[Detection annotation records]
━━━━━━━━━━━━━━━━━━━━━━━━━━━━━━
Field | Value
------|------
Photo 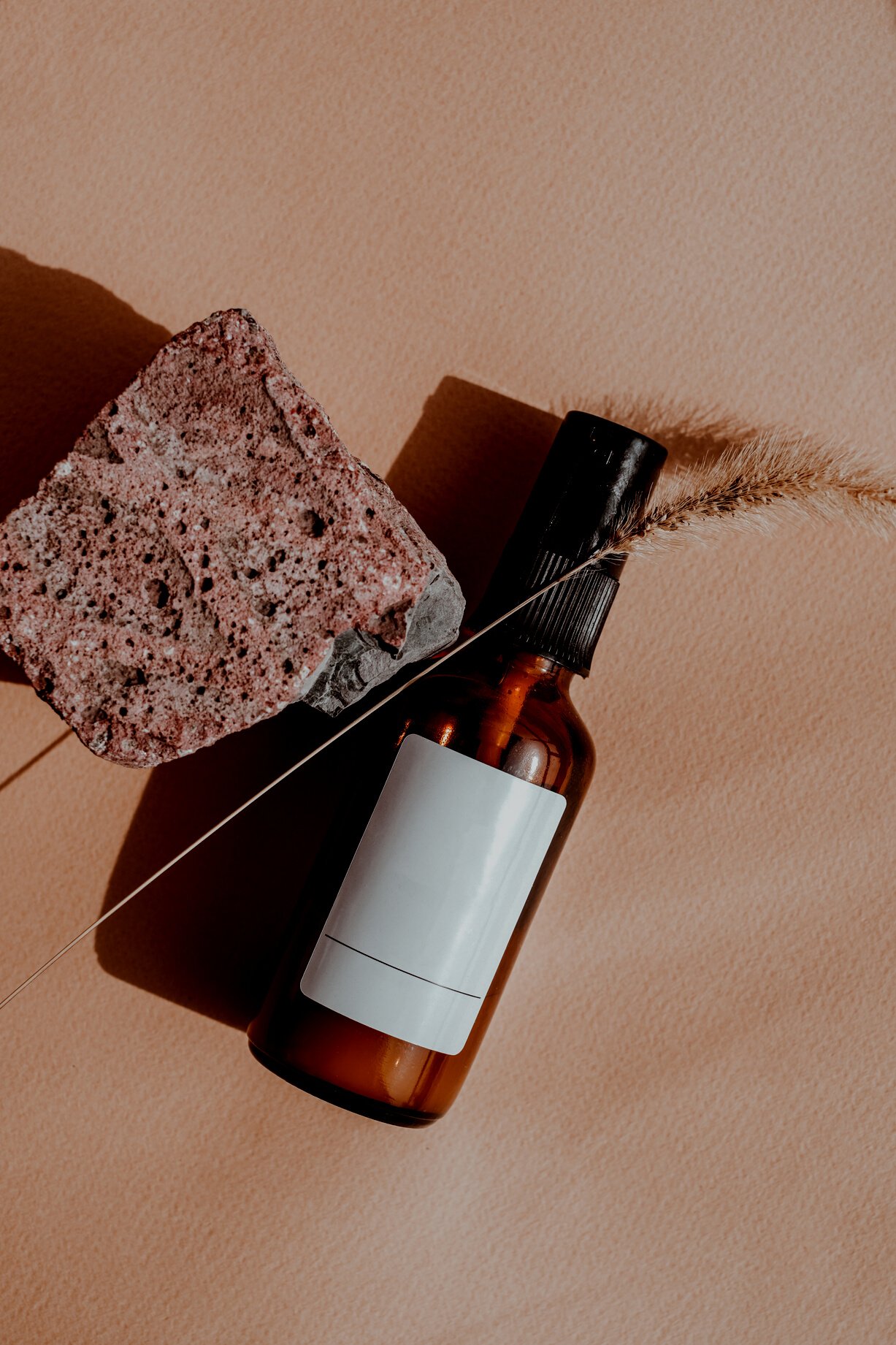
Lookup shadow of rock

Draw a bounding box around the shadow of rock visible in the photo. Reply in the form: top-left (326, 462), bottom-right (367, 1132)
top-left (96, 378), bottom-right (759, 1028)
top-left (0, 248), bottom-right (169, 682)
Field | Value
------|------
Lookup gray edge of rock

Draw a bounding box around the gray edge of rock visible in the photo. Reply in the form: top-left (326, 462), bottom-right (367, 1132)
top-left (299, 568), bottom-right (464, 715)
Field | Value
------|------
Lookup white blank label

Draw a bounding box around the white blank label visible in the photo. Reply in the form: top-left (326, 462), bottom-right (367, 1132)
top-left (302, 734), bottom-right (567, 1056)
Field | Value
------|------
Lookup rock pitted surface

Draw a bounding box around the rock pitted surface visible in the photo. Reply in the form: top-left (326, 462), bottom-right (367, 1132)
top-left (0, 309), bottom-right (463, 766)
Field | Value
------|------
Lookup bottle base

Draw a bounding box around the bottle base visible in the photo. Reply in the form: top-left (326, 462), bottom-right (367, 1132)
top-left (249, 1040), bottom-right (441, 1129)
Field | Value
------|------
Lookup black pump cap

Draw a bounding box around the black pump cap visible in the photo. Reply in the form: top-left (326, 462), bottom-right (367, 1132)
top-left (476, 411), bottom-right (666, 677)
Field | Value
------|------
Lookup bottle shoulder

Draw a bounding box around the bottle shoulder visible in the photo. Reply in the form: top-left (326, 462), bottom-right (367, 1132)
top-left (390, 668), bottom-right (594, 795)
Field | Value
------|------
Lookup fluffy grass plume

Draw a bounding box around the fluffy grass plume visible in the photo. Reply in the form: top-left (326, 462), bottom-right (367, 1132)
top-left (600, 435), bottom-right (896, 555)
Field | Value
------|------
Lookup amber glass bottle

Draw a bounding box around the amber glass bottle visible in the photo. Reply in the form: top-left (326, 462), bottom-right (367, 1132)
top-left (249, 411), bottom-right (666, 1126)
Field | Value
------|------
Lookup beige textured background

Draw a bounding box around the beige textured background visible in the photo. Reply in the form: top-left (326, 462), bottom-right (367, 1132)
top-left (0, 0), bottom-right (896, 1345)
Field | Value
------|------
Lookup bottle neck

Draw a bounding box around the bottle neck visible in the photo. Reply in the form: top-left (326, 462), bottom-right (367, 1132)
top-left (471, 630), bottom-right (576, 696)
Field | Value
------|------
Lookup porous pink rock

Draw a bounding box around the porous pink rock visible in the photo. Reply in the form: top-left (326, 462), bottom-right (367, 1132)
top-left (0, 309), bottom-right (463, 766)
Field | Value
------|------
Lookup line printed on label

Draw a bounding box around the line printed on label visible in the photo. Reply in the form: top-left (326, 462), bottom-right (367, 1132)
top-left (324, 934), bottom-right (482, 999)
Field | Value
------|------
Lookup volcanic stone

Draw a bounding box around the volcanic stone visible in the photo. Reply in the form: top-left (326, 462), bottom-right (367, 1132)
top-left (0, 309), bottom-right (463, 766)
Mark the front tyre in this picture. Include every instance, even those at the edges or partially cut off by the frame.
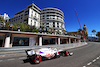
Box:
[34,56,42,64]
[63,51,70,56]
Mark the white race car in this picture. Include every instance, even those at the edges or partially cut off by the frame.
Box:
[26,48,73,64]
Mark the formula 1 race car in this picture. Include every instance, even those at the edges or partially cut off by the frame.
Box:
[25,48,73,64]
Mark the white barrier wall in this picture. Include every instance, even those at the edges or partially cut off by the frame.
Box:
[29,37,36,46]
[4,36,10,47]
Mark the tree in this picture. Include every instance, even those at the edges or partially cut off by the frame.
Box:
[96,32,100,40]
[96,32,100,38]
[92,30,96,35]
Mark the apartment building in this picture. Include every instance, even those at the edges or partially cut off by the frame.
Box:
[41,8,65,33]
[9,3,41,28]
[10,3,65,34]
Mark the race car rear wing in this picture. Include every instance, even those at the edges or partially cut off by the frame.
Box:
[25,49,36,56]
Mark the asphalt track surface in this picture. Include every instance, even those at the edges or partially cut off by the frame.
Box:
[0,42,100,67]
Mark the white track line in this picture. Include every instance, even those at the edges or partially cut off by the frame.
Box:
[8,58,15,61]
[96,57,99,60]
[19,57,26,59]
[87,62,92,65]
[92,59,96,62]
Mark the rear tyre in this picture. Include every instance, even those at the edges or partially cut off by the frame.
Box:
[63,51,70,56]
[34,56,42,64]
[55,53,60,58]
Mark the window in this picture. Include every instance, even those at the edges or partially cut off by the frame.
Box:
[31,14,33,17]
[34,22,36,26]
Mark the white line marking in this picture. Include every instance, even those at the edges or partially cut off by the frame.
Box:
[92,59,96,62]
[19,57,26,59]
[0,55,5,57]
[0,60,3,62]
[8,58,15,61]
[83,66,86,67]
[87,62,92,65]
[96,57,99,59]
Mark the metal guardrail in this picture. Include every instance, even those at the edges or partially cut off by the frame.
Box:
[0,42,87,51]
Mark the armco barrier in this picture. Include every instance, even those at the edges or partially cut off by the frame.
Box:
[0,42,87,51]
[35,42,87,50]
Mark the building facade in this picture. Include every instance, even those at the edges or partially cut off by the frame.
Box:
[41,8,65,33]
[9,3,65,33]
[0,13,10,20]
[9,3,41,28]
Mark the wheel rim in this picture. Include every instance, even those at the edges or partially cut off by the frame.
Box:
[34,56,42,64]
[36,57,40,63]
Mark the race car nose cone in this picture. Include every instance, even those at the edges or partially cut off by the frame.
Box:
[70,52,73,56]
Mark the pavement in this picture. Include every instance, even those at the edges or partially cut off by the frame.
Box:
[0,42,100,67]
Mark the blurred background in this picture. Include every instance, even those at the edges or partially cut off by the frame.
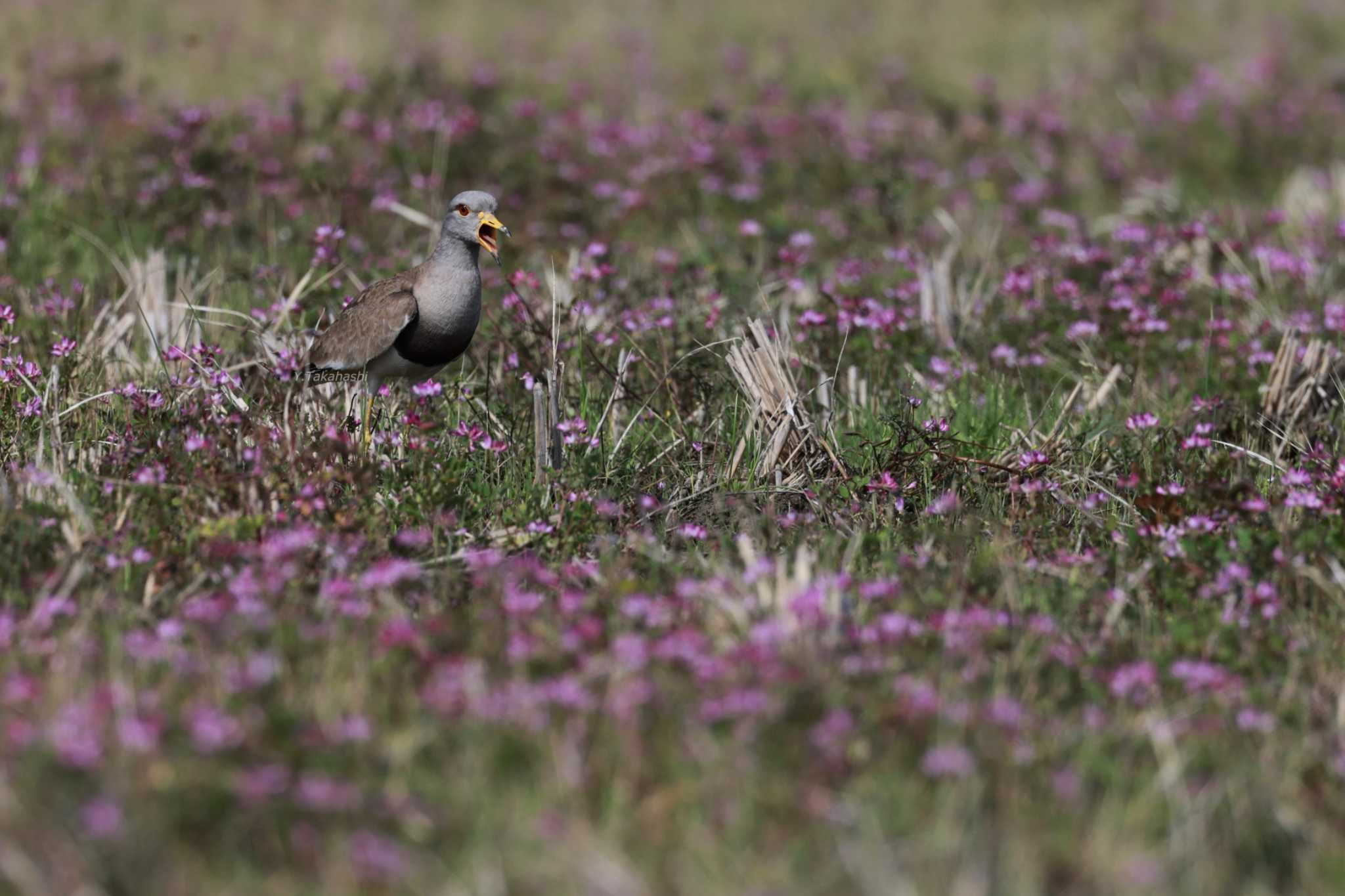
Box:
━━━━━━━━━━━━━━━━━━━━━━━━━━━━━━
OBJECTIVE:
Copy all of the data above word for word, leaving out the pictures.

RESULT OF THIS EXERCISE:
Field | Value
------|------
Photo 
Lookup shadow of rock

Draw a bounding box around the shadow of rock visible in the photo. Reply in the form: top-left (326, 462), bottom-right (367, 1132)
top-left (96, 378), bottom-right (759, 1028)
top-left (0, 248), bottom-right (169, 682)
Field | Value
------|------
Lookup gray edge of rock

Draw a bounding box around the gray edge of rock visible in the photo. Reply in the form: top-left (326, 462), bottom-right (367, 1132)
top-left (299, 568), bottom-right (464, 715)
Field | Value
------|------
Lookup white blank label

Draw a bounding box around the white blank label visible in the photo. Reply in the form: top-left (326, 462), bottom-right (367, 1132)
top-left (302, 734), bottom-right (567, 1056)
Field | Value
------|------
Lookup rock pitted surface

Draw a bounding box around the rock pitted surface visible in the photo. Reply in the form: top-left (326, 462), bottom-right (367, 1132)
top-left (0, 309), bottom-right (463, 766)
Field | Value
------|------
Lookup bottle base

Draw a bounding box around the bottle base visible in the photo. Reply in the form: top-left (326, 462), bottom-right (367, 1132)
top-left (249, 1040), bottom-right (441, 1129)
Field | Value
------|------
Lookup black pump cap

Draw a bounding box around the black pump cap visible in the photo. Reply in the form: top-left (326, 462), bottom-right (367, 1132)
top-left (476, 411), bottom-right (666, 677)
Field | Value
------|------
Lookup bottle shoulder

Draw a bounding box around the bottle shoulder visible in the photo. Reply in the form: top-left (326, 462), bottom-right (367, 1132)
top-left (390, 668), bottom-right (594, 795)
Field | Value
------|------
Lookup fluffy grass plume

Draw a bounding box around the fluffy grass plume visible in the photo. Reply in the form: top-left (326, 462), bottom-right (367, 1132)
top-left (600, 435), bottom-right (896, 555)
Field | Value
------|------
Lookup amber glass bottle

Draw a bounding box around the amber glass bottle visible in the photo. Reply in the form: top-left (326, 462), bottom-right (367, 1132)
top-left (249, 411), bottom-right (666, 1126)
Field | Value
------|------
Lookup beige textured background

Draw a bounding box around the beige textured background visible in the photo. Reply in the form: top-left (326, 462), bottom-right (367, 1132)
top-left (0, 0), bottom-right (896, 1345)
Field | Value
------|------
Lookup bottle neck

Draw a bounding box around the bottle neck visible in the photo. Reply in the form: top-left (326, 462), bottom-right (367, 1132)
top-left (471, 630), bottom-right (576, 696)
Field | Value
------|------
Lookup porous pink rock

Draw a bounding box around the porous pink rock visible in the photo. Reply in the form: top-left (326, 462), bottom-right (367, 1132)
top-left (0, 309), bottom-right (463, 766)
Field | Value
------|------
Lookup line printed on label

Draw a bounding box around the line printed on label visible in the photo. Reply in the form: top-left (326, 462), bottom-right (367, 1132)
top-left (324, 934), bottom-right (482, 999)
Field | Value
------|------
Lookup volcanic stone

Draw a bounding box around the volcanic stone visible in the photo. Reply in the form: top-left (326, 462), bottom-right (367, 1132)
top-left (0, 309), bottom-right (463, 766)
Mark the front tyre in this picture. Include every instance, even those at the edges or partially cut off by the frame.
Box:
[34,56,42,64]
[63,51,70,56]
Mark the white race car in this picture. Include every instance, even those at the edges or partially cut off by the frame.
Box:
[26,48,73,64]
Mark the formula 1 race car in this picture. Include every instance, even those at the edges or partially cut off by the frame.
Box:
[25,48,73,64]
Mark the white barrier wall in this picture. Include every instance, even those at the edges or partially cut off by the frame.
Box:
[29,37,36,46]
[4,36,10,47]
Mark the tree in this picture. Include every instance, even those at the edges or partially cut off by the frame.
Box:
[96,32,100,40]
[96,32,100,38]
[92,30,96,35]
Mark the apartment building in this picture. Include every instance, even those at the edges or partially cut off by the frame.
Box:
[41,8,65,33]
[9,3,41,28]
[10,3,65,34]
Mark the race car rear wing in this picture. Include every instance, even those at the edges or partially cut off by the frame.
Box:
[25,49,36,56]
Mark the asphalt track surface in this picture. Include every instance, even those at the edges or partially cut off by the frame.
Box:
[0,42,100,67]
Mark the white track line in this picture. Include every instance, even those at the edges or partially cut off by the frame.
Box:
[8,58,15,61]
[96,57,99,60]
[19,57,26,59]
[87,62,92,65]
[92,59,96,62]
Mark the rear tyre in this picture. Include every instance, even those at the edges or partially cut off by the frame.
Box:
[63,51,70,56]
[34,56,42,64]
[55,53,60,58]
Mark the window in this picture. Include every instance, even those at the edges or partially cut off by the frame.
Box:
[31,14,33,17]
[34,22,36,26]
Mark the white line marking in this picture. Include every instance, even those at the edges or partially cut off by the frame.
Box:
[92,59,96,62]
[19,57,26,59]
[0,55,5,57]
[0,60,3,62]
[8,58,15,61]
[83,66,86,67]
[87,62,92,65]
[96,57,99,59]
Mark the metal guardrail in this picture. Include every instance, even those at the edges or partially cut off by the frame.
Box:
[0,42,87,51]
Mark the armco barrier in this picture. Include every instance, even those at the edges or partially cut off by the frame.
Box:
[0,42,87,51]
[35,42,87,50]
Mark the building facade in this picture. Include every instance, even those at the edges or partially cut off by the frame.
Box:
[41,8,65,33]
[9,3,65,33]
[0,13,10,20]
[9,3,41,28]
Mark the wheel rim in this picture. Include every instance, even those at the edges or partially cut off by the frame.
Box:
[34,56,42,64]
[36,57,40,63]
Mark the race car nose cone in this picture. Include every instance, even those at the edges or partially cut off by the frame.
Box:
[70,52,73,56]
Mark the pavement in this picture. Include every instance, even those at the edges or partially cut off by the frame.
Box:
[0,42,100,67]
Mark the blurred background in this picture. Include every instance, even those at the edges or partially cut off by the frame.
Box:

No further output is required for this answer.